══ TEXT FOR ANALYSIS
If we look at only these 361 CVSS 10.0 vulnerabilities and correlate those with the data from the 58,000 PHP websites that I have copies of, it turns out that 80% of those are running PHP versions with at least one CVSS score of 10.0. Most are using versions of PHP that contain more than three CVSS 10's. The average number of CVSS 10's per PHP version was 3.6 (for those versions that have at least one CVSS of 10.)

So what does all this mean? On the one side, not all CVSS's of 10 are wide open doors. Some websites incorporated application firewalls (for example mod_security) and other tools to help reduce the threat of attacks. Some website owners might have even written custom solutions to resolve some of the known issues. Looking at only 58K websites from a cursory perspective is not representative of the whole web and doesn't provide a completely accurate picture.

However, on the other hand, not all vulnerabilities are in the NVD, what about those? Also, each PHP system runs within an O/S, which also has vulnerabilities. Plus, PHP is always used as part of some web application, such as WordPress or Joomla!, which again has their own vulnerabilities. The additional O/S and application layer vulnerabilities are not considered in this simple analysis. So, my fear is that the true number of vulnerable websites out there is fairly high.

As ResuceTheWeb obtains more complete web crawl data, we will continue to analyze the situation and provide more data.

Thursday, February 11, 2010

We clearly have a security problem when 64 million webpages have the exact same scam phrase within them.

While inspecting hacked website data I found a phrase that appears to be a signature of a specific type of website infection. The phrase was "buy-phentermine- 37.5mg-without-prescription". This is a lengthy phrase and not likely to be reproduced by a reputable pharmacy in this exact form.

When I used Google to finds out how many websites had this phrase within them, I was shocked. Google reported that 64 Million webpages contain the exact phrase "buy-phentermine- 37.5mg-without-prescription".

Maybe the reported Google number of 64 Million is high. Bing said 24 Million, Yahoo! said 22 Thousand. But either way, this means that there are probably millions of hacked websites out there, with just this one infection. Considering just this one hack has resulting in so many infections, we have to be concerned. Widespread hacking is a serious problem because hacked websites lower the quality, trustworthiness and safety of the whole Internet. Depending on the exact attack used, many of these websites could also be drones in botnets or leaking confidential business or personal information to third parties.
════
> [YOUR INSTRUCTIONS] Please set down the part of the text on hacked websites from "Thursday, February 11, 2010" up to and including "this exact form.", word for word.
══ PROVIDED INFORMATION
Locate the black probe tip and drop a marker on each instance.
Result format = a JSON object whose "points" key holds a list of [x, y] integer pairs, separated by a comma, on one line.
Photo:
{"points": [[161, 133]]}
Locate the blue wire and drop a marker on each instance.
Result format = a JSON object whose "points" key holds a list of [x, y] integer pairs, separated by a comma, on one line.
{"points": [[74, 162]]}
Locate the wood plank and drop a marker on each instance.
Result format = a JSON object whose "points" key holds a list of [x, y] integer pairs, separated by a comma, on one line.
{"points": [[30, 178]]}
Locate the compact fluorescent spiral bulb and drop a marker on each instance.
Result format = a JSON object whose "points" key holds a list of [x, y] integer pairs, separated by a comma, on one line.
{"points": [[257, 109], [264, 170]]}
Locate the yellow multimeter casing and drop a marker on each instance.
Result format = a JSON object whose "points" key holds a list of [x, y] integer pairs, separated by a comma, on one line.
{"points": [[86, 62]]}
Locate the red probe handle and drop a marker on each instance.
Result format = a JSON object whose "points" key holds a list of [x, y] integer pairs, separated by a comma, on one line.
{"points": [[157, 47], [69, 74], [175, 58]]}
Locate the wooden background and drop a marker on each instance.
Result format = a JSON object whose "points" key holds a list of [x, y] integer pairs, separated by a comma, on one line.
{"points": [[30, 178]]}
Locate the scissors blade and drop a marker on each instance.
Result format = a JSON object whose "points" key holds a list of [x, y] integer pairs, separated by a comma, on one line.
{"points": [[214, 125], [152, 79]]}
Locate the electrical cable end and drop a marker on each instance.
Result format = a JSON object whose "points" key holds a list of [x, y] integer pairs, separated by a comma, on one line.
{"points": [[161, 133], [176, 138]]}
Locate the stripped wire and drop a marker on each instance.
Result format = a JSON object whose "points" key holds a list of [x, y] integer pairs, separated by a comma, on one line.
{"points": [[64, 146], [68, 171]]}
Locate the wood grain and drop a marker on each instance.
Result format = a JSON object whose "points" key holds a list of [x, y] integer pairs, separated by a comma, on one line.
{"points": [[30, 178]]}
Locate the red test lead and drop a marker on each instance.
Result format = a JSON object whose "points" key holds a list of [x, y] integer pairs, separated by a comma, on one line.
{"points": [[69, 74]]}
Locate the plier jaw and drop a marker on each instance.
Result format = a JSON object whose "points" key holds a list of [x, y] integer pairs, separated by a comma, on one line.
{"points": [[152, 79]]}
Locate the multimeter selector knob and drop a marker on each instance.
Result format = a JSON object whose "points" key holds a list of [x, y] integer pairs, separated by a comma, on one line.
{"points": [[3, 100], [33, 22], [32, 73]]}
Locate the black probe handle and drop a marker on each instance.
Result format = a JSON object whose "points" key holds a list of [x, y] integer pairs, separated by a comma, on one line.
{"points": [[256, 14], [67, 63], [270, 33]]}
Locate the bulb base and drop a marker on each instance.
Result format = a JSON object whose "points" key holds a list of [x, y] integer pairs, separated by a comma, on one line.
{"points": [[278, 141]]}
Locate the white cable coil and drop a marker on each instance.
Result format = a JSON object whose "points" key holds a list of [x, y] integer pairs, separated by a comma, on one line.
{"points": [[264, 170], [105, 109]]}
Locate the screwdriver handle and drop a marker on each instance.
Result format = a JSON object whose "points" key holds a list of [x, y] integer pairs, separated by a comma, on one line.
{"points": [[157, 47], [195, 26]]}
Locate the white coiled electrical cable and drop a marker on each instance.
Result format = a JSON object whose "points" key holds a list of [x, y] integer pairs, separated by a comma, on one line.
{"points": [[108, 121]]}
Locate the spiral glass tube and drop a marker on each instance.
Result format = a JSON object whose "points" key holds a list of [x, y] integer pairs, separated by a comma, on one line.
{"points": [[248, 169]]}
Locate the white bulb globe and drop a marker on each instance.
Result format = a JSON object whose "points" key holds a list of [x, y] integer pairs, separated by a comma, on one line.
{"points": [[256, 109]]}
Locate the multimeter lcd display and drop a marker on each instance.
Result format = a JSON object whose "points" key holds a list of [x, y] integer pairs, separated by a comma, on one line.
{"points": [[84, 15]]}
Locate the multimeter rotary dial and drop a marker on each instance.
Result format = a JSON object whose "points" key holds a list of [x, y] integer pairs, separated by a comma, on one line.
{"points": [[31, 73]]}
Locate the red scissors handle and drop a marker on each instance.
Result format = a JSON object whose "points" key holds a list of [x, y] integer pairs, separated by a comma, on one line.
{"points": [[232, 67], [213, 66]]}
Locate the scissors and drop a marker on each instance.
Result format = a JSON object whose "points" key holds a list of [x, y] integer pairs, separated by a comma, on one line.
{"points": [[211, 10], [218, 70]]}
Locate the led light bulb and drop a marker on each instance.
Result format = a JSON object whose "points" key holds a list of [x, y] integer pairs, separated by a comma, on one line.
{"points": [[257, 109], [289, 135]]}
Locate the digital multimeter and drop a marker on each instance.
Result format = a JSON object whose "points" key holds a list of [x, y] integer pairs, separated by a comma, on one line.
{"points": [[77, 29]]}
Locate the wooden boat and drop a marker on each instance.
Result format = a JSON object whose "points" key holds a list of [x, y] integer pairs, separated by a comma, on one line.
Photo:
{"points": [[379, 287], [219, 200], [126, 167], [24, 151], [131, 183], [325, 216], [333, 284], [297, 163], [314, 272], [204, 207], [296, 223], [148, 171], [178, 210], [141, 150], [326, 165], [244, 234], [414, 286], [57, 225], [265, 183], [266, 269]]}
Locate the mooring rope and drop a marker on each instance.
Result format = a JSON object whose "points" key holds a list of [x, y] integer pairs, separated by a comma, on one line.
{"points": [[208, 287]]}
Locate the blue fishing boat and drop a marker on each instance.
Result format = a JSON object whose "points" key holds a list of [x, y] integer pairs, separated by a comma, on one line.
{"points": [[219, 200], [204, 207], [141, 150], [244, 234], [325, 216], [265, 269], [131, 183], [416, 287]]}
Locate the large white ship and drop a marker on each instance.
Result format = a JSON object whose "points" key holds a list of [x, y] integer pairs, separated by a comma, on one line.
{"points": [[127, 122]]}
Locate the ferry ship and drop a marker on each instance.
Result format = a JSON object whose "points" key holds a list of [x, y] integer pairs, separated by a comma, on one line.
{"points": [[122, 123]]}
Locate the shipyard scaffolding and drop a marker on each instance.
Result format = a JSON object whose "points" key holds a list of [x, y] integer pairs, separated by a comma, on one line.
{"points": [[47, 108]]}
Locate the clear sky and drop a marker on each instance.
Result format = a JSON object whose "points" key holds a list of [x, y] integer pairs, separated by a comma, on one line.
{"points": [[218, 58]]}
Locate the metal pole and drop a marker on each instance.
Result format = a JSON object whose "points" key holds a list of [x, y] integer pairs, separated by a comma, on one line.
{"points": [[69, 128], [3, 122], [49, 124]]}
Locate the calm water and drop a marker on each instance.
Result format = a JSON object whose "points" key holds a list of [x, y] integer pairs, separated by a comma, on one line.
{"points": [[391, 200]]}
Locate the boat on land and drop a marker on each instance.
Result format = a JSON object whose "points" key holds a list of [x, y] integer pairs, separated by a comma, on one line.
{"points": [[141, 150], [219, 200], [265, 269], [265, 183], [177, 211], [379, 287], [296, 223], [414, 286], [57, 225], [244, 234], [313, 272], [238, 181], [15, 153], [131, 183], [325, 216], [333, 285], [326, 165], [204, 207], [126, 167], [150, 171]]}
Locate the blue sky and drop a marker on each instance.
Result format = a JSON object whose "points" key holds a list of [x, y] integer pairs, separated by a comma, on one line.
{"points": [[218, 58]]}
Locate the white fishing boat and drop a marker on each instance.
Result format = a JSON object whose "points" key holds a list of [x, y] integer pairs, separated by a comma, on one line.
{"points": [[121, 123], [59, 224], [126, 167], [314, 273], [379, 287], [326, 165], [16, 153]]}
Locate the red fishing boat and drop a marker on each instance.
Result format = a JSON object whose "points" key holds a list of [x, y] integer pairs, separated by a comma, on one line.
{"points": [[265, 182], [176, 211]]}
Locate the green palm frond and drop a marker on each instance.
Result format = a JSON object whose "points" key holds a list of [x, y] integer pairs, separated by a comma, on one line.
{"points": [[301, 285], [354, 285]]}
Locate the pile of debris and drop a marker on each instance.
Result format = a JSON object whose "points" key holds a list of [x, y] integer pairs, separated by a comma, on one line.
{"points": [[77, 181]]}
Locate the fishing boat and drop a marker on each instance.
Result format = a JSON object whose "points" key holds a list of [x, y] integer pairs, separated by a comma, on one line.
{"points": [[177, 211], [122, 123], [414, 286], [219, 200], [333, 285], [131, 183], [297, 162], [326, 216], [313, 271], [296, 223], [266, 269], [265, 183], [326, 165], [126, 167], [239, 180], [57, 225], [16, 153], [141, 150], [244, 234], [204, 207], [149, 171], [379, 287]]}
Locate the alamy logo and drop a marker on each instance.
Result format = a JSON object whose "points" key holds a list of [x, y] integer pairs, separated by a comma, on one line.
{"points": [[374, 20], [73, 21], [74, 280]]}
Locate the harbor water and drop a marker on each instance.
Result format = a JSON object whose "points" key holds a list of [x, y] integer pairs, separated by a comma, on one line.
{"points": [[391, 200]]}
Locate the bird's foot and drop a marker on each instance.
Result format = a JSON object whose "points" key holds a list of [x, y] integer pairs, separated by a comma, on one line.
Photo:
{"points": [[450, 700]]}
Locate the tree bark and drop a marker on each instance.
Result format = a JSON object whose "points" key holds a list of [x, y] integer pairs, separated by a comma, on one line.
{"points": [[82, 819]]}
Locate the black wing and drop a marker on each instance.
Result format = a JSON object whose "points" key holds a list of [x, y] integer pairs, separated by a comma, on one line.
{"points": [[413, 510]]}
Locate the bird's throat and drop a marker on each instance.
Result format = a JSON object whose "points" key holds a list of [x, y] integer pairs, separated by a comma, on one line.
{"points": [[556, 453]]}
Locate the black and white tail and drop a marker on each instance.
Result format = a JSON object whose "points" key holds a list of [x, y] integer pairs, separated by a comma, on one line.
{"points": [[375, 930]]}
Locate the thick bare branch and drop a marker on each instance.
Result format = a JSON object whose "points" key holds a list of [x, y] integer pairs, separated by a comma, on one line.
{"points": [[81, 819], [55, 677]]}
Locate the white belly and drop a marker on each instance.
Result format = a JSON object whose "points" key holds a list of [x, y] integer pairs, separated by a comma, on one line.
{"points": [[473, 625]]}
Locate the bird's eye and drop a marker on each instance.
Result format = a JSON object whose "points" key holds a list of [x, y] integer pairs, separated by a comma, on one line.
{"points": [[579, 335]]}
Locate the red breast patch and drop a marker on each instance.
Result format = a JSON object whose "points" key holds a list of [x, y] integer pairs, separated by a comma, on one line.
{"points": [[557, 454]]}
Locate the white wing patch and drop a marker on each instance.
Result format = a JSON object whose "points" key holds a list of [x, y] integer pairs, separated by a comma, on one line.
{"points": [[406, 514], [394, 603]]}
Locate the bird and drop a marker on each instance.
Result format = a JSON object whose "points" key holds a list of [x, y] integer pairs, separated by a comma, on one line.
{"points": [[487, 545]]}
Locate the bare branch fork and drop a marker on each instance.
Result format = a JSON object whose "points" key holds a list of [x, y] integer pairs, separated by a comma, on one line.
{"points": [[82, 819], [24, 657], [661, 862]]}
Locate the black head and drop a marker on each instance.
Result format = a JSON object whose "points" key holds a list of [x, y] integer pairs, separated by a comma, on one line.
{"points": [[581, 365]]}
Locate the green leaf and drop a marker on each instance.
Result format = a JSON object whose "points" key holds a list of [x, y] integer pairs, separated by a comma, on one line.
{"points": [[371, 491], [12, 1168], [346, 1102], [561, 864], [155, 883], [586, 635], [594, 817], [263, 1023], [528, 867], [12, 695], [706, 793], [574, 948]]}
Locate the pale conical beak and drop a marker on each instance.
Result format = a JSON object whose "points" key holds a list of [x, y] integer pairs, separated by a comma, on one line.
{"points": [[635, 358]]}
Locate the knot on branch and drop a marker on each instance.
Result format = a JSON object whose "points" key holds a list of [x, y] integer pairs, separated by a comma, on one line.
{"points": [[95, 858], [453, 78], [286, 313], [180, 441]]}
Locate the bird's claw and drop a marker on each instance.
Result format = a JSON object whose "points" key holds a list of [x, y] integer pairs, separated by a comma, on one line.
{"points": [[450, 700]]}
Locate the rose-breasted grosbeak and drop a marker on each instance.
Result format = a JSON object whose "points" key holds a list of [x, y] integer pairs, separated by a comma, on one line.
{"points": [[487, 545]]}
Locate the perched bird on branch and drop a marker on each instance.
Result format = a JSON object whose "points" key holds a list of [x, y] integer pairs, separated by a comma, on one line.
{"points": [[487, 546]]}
════
> [RESULT FOR THIS TASK]
Thursday, February 11, 2010

We clearly have a security problem when 64 million webpages have the exact same scam phrase within them.

While inspecting hacked website data I found a phrase that appears to be a signature of a specific type of website infection. The phrase was "buy-phentermine- 37.5mg-without-prescription". This is a lengthy phrase and not likely to be reproduced by a reputable pharmacy in this exact form.